[Data items]

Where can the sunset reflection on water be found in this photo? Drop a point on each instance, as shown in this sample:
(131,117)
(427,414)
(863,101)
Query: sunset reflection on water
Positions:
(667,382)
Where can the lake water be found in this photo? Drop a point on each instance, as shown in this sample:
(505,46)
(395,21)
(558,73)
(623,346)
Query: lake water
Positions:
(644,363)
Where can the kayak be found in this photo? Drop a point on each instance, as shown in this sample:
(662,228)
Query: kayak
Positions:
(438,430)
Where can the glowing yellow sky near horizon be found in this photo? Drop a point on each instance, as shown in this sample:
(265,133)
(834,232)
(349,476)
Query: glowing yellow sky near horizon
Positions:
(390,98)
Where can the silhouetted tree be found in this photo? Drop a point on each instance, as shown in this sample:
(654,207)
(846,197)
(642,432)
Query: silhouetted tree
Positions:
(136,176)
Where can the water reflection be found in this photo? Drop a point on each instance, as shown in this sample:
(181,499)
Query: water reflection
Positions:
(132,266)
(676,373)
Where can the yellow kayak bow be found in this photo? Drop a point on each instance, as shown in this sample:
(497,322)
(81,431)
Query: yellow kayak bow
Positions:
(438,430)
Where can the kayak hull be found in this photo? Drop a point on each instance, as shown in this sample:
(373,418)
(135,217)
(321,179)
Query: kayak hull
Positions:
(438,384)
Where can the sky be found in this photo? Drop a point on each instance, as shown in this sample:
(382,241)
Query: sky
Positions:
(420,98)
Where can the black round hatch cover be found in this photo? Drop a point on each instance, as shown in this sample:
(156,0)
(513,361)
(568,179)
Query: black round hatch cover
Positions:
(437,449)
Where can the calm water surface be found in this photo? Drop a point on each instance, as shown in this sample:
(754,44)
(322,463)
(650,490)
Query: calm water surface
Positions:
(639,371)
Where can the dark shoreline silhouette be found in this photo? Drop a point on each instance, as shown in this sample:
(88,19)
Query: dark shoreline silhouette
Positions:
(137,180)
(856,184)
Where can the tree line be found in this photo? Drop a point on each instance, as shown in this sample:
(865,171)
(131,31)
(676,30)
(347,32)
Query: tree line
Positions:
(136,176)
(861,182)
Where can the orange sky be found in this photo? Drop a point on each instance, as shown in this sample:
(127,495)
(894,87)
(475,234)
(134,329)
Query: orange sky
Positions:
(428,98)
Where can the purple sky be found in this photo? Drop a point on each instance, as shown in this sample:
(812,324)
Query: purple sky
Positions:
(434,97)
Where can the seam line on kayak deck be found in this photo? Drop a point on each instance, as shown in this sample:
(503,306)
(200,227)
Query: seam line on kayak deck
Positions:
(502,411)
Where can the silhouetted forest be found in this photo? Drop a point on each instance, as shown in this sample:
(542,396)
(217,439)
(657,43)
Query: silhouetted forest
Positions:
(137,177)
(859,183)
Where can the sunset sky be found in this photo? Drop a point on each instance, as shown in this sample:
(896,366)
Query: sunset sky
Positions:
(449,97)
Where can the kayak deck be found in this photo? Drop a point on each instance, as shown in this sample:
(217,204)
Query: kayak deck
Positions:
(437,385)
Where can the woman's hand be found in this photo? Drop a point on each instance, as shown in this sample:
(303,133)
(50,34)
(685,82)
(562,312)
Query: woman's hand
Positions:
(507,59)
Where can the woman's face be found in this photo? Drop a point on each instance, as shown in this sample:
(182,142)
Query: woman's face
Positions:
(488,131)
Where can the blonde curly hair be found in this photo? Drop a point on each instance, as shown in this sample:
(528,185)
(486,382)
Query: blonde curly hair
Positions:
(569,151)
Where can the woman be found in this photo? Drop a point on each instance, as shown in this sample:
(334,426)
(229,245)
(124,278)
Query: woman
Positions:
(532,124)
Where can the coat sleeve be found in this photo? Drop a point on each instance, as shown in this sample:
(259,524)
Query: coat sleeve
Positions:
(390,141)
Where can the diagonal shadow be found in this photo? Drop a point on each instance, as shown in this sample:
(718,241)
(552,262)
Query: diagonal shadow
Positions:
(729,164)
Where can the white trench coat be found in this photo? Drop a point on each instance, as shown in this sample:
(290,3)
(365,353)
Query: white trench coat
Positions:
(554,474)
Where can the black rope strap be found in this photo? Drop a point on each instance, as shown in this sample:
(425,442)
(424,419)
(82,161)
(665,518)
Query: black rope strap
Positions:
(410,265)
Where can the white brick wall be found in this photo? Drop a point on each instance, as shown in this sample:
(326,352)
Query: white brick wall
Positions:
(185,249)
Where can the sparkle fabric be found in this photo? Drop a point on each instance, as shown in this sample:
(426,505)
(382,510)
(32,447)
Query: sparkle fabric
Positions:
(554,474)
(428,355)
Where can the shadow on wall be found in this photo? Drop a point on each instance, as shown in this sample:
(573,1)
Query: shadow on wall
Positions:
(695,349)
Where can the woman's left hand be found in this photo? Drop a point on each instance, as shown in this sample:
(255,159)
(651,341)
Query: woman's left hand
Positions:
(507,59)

_GIVEN REQUEST_: Copy down the material exactly as written.

_COMPLETED TASK_:
Where can the sunset reflection on water be found in this photo? Drop a point on each instance, as shown in this sample:
(131,117)
(427,414)
(863,101)
Query: sunset reflection on water
Positions:
(667,382)
Where can the lake water be found in this photo? Drop a point on each instance, as shown in this sample:
(505,46)
(395,21)
(558,73)
(623,346)
Query: lake water
Positions:
(644,363)
Where can the kayak be found in this photo? Drop a point on each instance, as shown in this sample:
(662,228)
Query: kayak
Positions:
(438,430)
Where can the glowing yellow sky near horizon be found in this photo? Drop a point on each instance, as shown in this sample:
(265,133)
(834,232)
(349,476)
Query: glowing yellow sky near horizon
Positions:
(390,98)
Where can the silhouetted tree be found in this photo? Drop a point on each instance, as shown in this sample:
(654,207)
(846,197)
(642,432)
Query: silhouetted tree
Positions:
(136,176)
Where can the water reflection be found in this photo? Drop a point on each instance, as shown in this sample:
(181,499)
Query: water reflection
Positions:
(132,266)
(676,373)
Where can the yellow kayak bow be found in this photo? Drop a point on each instance, as shown in this sample:
(497,322)
(81,431)
Query: yellow kayak bow
Positions:
(438,430)
Where can the kayak hull be found in this photo? Drop a point on each instance, as shown in this sample:
(373,418)
(135,217)
(321,179)
Query: kayak hull
Positions:
(438,384)
Where can the sky be found in this photo? Drop a point on each instance, as shown in this sample:
(382,241)
Query: sky
Positions:
(420,98)
Where can the black round hatch cover be found in this photo? Drop a point on each instance, as shown in this sample:
(156,0)
(513,361)
(568,179)
Query: black round hatch cover
Positions:
(437,449)
Where can the calm water surface be found in this photo? Drop a point on each instance, as shown in this sample:
(754,44)
(322,463)
(650,490)
Query: calm water surface
Positions:
(639,371)
Where can the dark shoreline silhouette be found in this photo? Drop a point on each instance, as shown in this sample:
(88,19)
Query: dark shoreline silhouette
Positions:
(137,180)
(856,184)
Where can the tree line be found in this photo? Drop a point on each instance, as shown in this sample:
(865,171)
(131,31)
(676,30)
(347,32)
Query: tree line
Positions:
(136,176)
(861,182)
Where can the orange sky be found in this photo? Drop a point on each instance, as shown in this sample:
(127,495)
(894,87)
(475,234)
(134,329)
Query: orange sky
Positions:
(428,98)
Where can the purple sky be found in this photo? Drop a point on each instance, as shown in this sample:
(812,324)
Query: purple sky
Positions:
(434,97)
Where can the seam line on kayak deck be found in this photo? Drop a point on each instance, as shown in this sample:
(503,306)
(200,227)
Query: seam line on kayak deck
Positions:
(502,411)
Where can the silhouetted forest be found in this photo? Drop a point on each instance, as shown in this sample:
(542,396)
(217,439)
(657,43)
Query: silhouetted forest
Positions:
(137,177)
(859,183)
Where can the sunset sky be found in this photo? Drop a point on each instance, as shown in this sample:
(896,366)
Query: sunset sky
Positions:
(449,97)
Where can the kayak deck be found in this photo? Drop a point on each instance, as shown in this sample:
(217,204)
Query: kayak deck
Positions:
(437,385)
Where can the woman's hand be found in this photo? Drop a point on each instance, as shown in this sample:
(303,133)
(50,34)
(685,82)
(562,312)
Query: woman's hand
Positions:
(507,59)
Where can the woman's face be found in this photo? Drop a point on each instance, as shown in this sample:
(182,142)
Query: woman's face
Positions:
(488,131)
Where can the blonde curly hair be found in this photo? Drop a point on each instance, as shown in this sample:
(528,185)
(486,382)
Query: blonde curly hair
Positions:
(569,151)
Where can the woman be found in this photo? Drop a point on each instance, as shown in this sample:
(334,426)
(229,245)
(124,278)
Query: woman
Positions:
(532,124)
Where can the coat sleeve be found in this photo? Drop a point on each instance, as shown in this sample:
(259,524)
Query: coat sleeve
Positions:
(390,141)
Where can the diagonal shadow be found in this photo? Drop a point on each instance, as shown in this sample:
(718,241)
(552,262)
Query: diagonal shadow
Positions:
(729,164)
Where can the white trench coat be found in this photo? Drop a point on each instance, as shown in this sample:
(290,3)
(365,353)
Query: white trench coat
Positions:
(554,474)
Where can the black rope strap be found in this photo? Drop a point on each instance, as shown in this sample:
(425,442)
(424,419)
(82,161)
(665,518)
Query: black rope strap
Positions:
(410,265)
Where can the white brick wall be found in this photo? Drop a point on each instance, as shown in this sample:
(326,352)
Query: white brick wall
Positions:
(185,249)
Where can the sparkle fabric be found in this photo? Drop a point on each instance, as shown in this sample:
(426,505)
(382,510)
(32,447)
Query: sparkle fabric
Positions:
(554,474)
(428,355)
Where can the shadow on wall be found in this photo? Drop a point on each instance, as shown in this sample:
(573,1)
Query: shadow on wall
Positions:
(695,349)
Where can the woman's left hand be found in this photo? Drop a point on each instance, as shown in this sample:
(255,159)
(651,341)
Query: woman's left hand
Positions:
(507,59)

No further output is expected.